**Work order:** Take every line from the data that has the word "Example" in it.

*** Records for this exercise Section Begins ***

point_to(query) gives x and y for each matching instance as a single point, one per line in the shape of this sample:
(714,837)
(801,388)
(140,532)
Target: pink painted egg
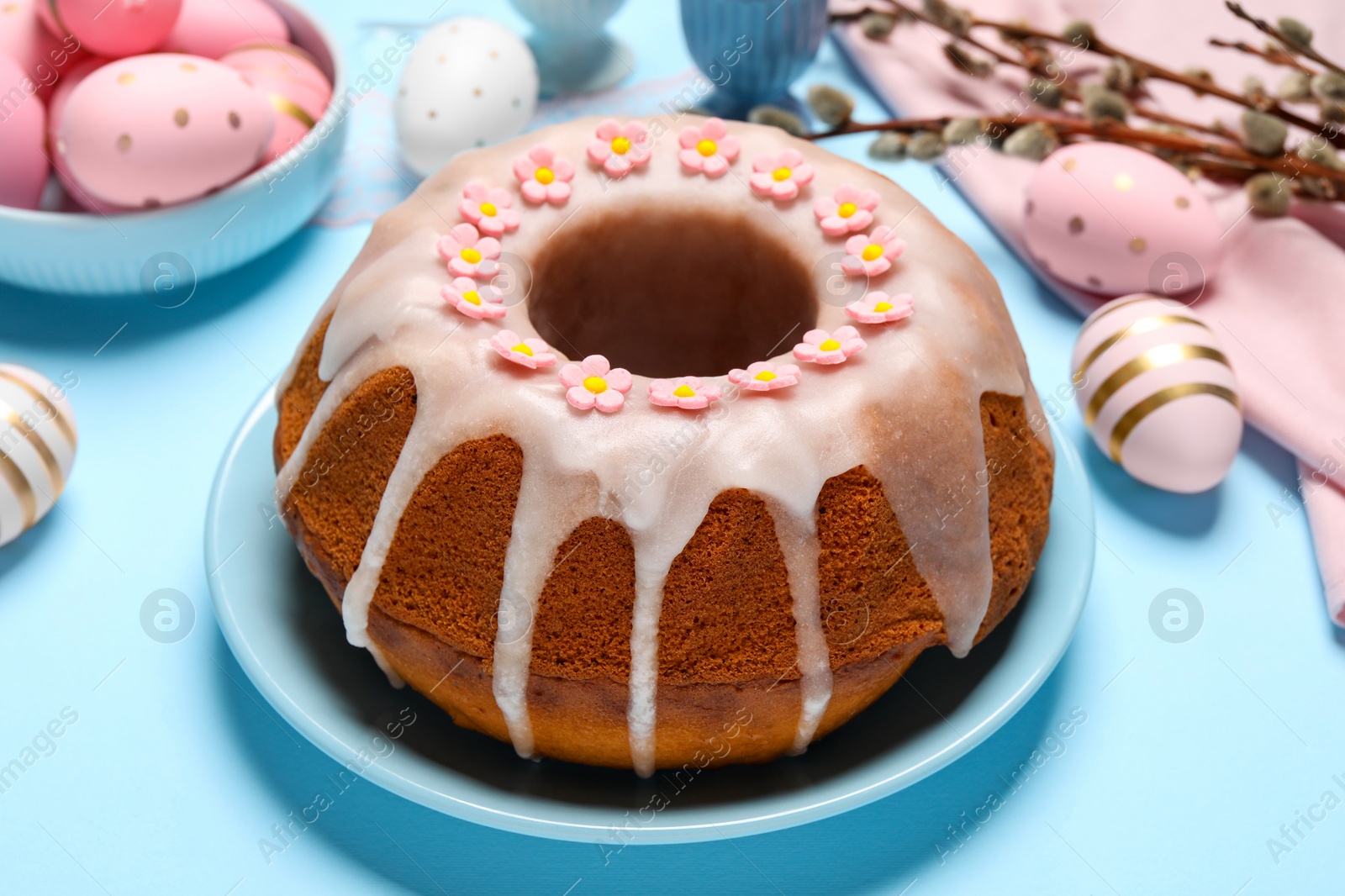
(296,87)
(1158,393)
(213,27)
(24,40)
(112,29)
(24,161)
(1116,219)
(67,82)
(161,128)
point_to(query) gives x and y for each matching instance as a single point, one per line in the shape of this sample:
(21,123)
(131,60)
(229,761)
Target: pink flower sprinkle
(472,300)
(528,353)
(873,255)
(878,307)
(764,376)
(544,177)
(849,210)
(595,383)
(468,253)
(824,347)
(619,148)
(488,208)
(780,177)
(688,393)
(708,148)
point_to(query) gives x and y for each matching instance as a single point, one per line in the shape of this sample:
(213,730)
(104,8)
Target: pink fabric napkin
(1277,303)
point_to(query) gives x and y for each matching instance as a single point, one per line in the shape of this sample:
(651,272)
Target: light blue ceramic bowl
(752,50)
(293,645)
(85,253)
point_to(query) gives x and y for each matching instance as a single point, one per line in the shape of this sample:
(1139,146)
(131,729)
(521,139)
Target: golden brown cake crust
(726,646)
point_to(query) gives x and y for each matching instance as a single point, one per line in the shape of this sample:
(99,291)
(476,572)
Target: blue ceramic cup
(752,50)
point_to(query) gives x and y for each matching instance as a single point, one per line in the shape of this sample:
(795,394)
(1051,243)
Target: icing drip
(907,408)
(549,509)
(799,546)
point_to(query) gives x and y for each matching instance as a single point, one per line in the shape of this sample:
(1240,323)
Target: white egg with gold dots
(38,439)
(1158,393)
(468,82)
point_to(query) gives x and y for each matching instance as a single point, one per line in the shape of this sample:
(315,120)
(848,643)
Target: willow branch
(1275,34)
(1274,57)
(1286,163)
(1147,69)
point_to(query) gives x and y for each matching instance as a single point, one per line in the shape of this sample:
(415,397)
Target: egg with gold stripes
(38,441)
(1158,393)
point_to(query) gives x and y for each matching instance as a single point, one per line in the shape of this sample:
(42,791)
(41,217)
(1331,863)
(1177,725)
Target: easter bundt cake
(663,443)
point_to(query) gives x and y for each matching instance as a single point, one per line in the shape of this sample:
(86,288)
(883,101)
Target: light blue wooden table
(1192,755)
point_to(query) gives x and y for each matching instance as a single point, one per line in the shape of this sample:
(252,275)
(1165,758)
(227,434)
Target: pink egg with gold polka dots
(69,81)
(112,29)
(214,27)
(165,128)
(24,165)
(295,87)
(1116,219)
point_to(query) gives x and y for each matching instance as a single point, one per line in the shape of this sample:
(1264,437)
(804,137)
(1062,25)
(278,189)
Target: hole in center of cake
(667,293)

*** Records for this exercise Section Ends ***
*** Records for this exercise Section Begins ***

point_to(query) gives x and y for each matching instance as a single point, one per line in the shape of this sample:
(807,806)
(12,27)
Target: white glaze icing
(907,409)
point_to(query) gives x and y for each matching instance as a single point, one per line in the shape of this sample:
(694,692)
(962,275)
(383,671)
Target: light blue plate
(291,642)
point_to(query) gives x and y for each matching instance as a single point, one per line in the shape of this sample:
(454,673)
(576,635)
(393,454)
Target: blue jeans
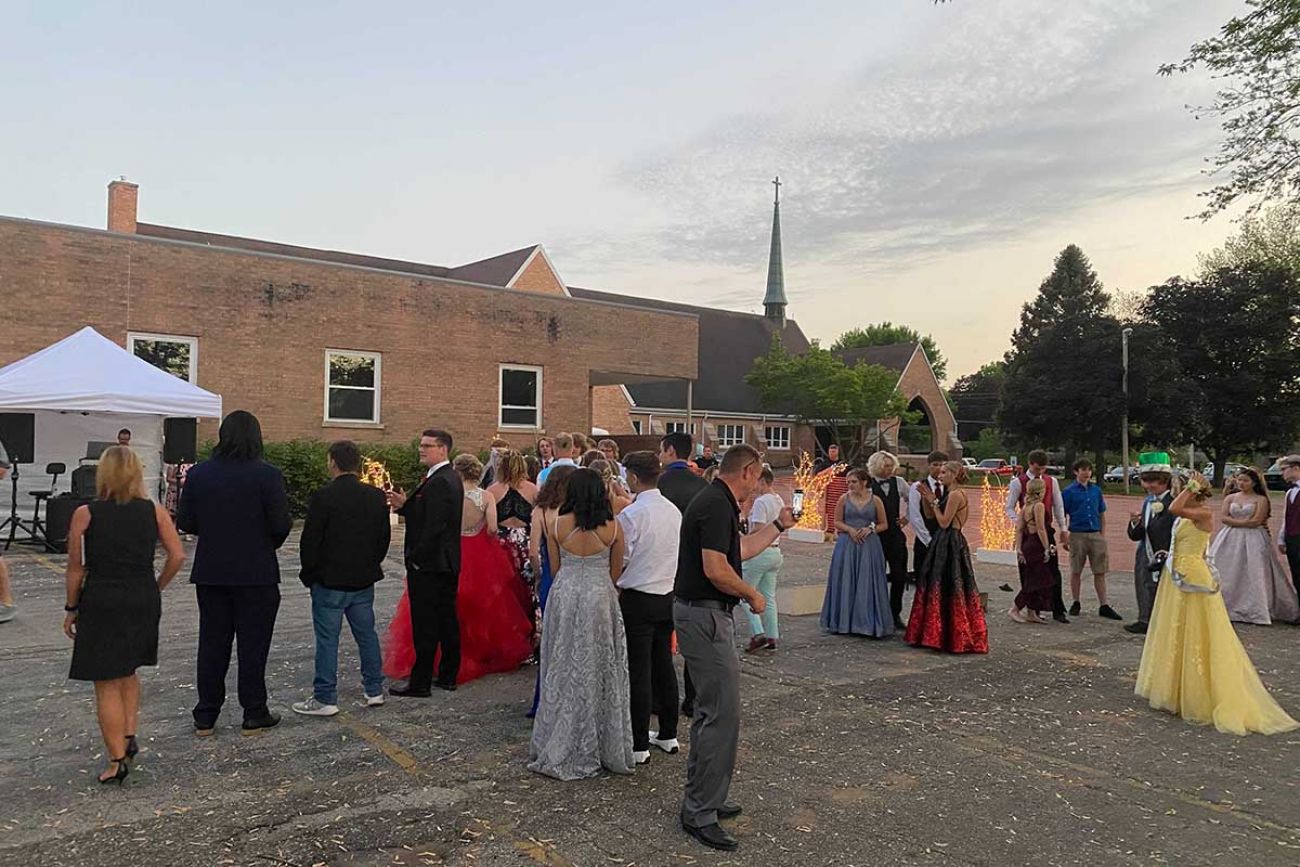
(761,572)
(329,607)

*** Records for this exercise Section Ends ***
*** Records for this exercise Section Begins ***

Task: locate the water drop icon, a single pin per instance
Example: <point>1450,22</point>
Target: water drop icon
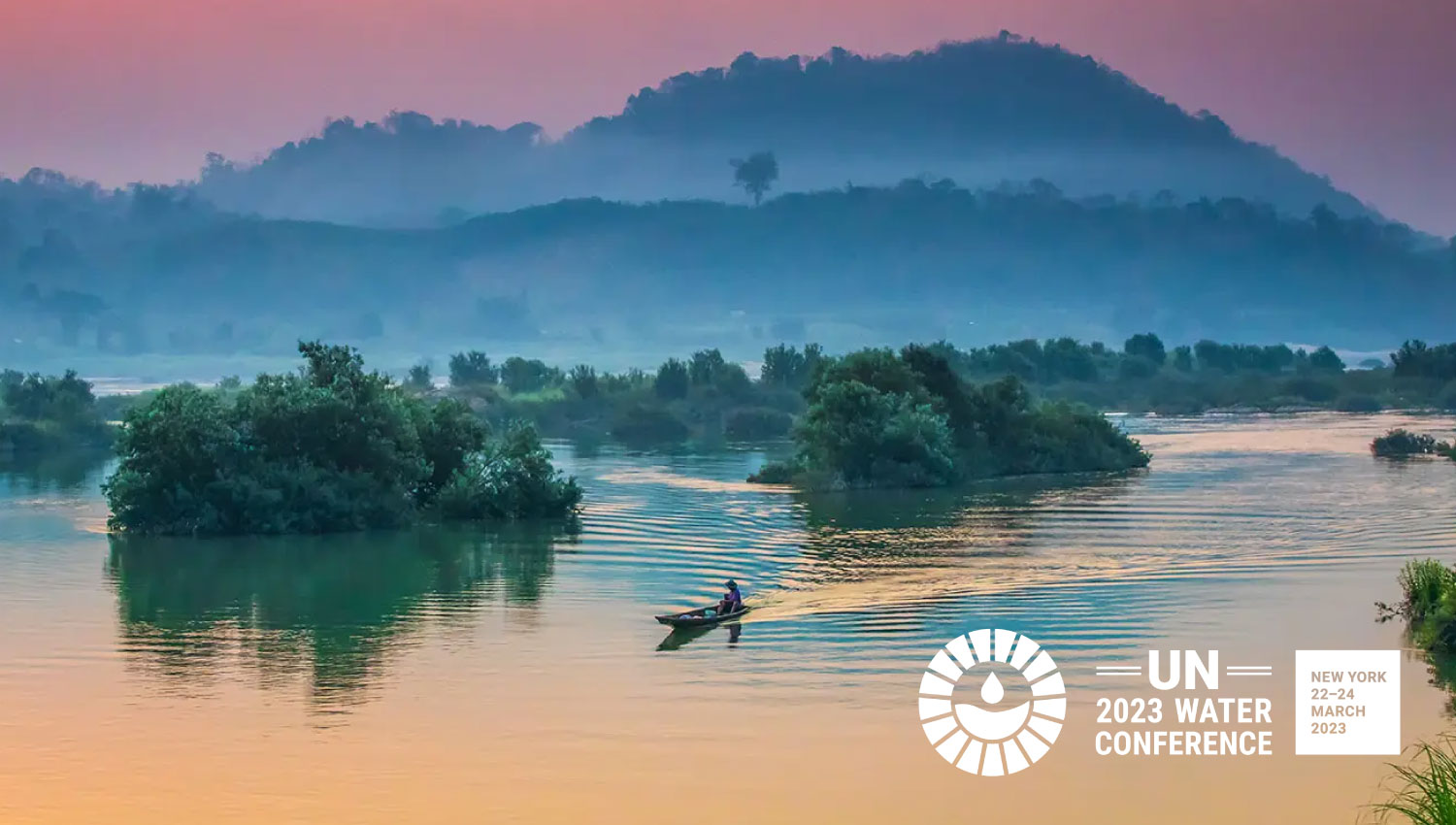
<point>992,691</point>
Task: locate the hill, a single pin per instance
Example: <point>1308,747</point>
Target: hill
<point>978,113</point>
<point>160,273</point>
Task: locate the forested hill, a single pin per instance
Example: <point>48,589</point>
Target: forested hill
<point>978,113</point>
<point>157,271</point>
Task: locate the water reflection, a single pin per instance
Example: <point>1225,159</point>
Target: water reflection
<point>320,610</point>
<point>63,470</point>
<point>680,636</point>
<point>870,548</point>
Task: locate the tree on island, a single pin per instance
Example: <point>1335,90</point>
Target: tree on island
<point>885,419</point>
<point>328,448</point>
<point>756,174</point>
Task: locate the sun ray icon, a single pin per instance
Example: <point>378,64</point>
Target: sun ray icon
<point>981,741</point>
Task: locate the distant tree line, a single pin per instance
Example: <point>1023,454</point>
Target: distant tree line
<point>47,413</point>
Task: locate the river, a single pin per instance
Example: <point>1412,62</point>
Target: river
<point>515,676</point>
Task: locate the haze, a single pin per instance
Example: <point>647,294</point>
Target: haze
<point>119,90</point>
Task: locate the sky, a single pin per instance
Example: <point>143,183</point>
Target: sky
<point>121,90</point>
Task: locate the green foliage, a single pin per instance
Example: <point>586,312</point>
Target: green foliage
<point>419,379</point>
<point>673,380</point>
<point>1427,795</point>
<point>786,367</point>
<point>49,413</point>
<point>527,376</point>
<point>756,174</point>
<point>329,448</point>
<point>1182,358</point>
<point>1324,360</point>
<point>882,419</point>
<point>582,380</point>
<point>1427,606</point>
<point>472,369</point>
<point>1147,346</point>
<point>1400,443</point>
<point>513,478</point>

*** Records for this exercise Section Ends ***

**Expected answer:**
Example: <point>1450,22</point>
Example: <point>1308,747</point>
Example: <point>48,589</point>
Example: <point>1225,159</point>
Example: <point>1335,90</point>
Example: <point>378,64</point>
Example: <point>1023,454</point>
Example: <point>1412,62</point>
Example: <point>647,294</point>
Example: <point>143,183</point>
Example: <point>586,312</point>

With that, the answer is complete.